→ **Excerpted text**
Chilean public service institution

The Chilean Antarctic Institute, known as INACH (Instituto Antártico Chileno), is a public service institution in charge of managing and coordinating scientific activities in the Chilean Antarctic Territory. It is the national Antarctic operator and has an active role in Antarctic affairs.

It was created by the Chilean government on September 10, 1963, and since 2003 it has had its main headquarters in Punta Arenas, capital of the Magallanes Region and Chilean Antarctica. In 2018, the INACH scientific boat, Karpuj, whose name in yagon means black eyebrow albatrosses and which allows the development of oceanography studies, entered into operations. Nature and conservation photographer Sergio Izquierdo documented an agency expedition to the Antarctic; the images won National Geographic in Spanish's Best Edit in 2019. The Antarctic Policy Council, led by Foreign Affairs Minister Andrés Allamand, has approved the 2021–2025 Antarctic Strategic Plan, which contains 103 projects, including the renovation of the scientific bases operated by the Chilean Antarctic Institute. In September 2021, the Chilean Antarctic Institute, Germany's International Cooperation Agency, and the Antarctica Foundation 21 have started working in energy options, assessing alternatives for the Chilean bases in Antarctica, avoiding CO_{2} emissions, such as green hydrogen. In 2023, Antarctic Division of the Ministry of Foreign Affairs of Chile and of the Polar Regions Department of the Foreign, Commonwealth and Development Office in the United Kingdom, together with representatives of the INACH and the British Antarctic Survey agreed to open bilateral dialogue to explore possibilities of increased collaboration.

== The International Antarctic Center ==

In 2017, an international competition was held for the design of the International Antarctic Centre (Centro Antártico Internacional), which would be built in Punta Arenas and would be managed by the Chilean Antarctic Institute. The construction of this 2,581 square meter building began in July 2018 and ended in February 2022 with a cost of $10,135 million, financed by the regional Government. On September 30, 2021, the Magellan Regional Council approved by a majority funding for the construction of the International Antarctic Centre.

→ **Entries provided**
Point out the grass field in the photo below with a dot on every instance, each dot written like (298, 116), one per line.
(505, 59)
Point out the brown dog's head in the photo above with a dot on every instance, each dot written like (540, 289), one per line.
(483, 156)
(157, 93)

→ **Work to be completed**
Set down, word for word, the passage of the Chilean Antarctic Institute text that opens with the words "In 2017, an" and closes with "International Antarctic Centre.".

→ **Output**
In 2017, an international competition was held for the design of the International Antarctic Centre (Centro Antártico Internacional), which would be built in Punta Arenas and would be managed by the Chilean Antarctic Institute. The construction of this 2,581 square meter building began in July 2018 and ended in February 2022 with a cost of $10,135 million, financed by the regional Government. On September 30, 2021, the Magellan Regional Council approved by a majority funding for the construction of the International Antarctic Centre.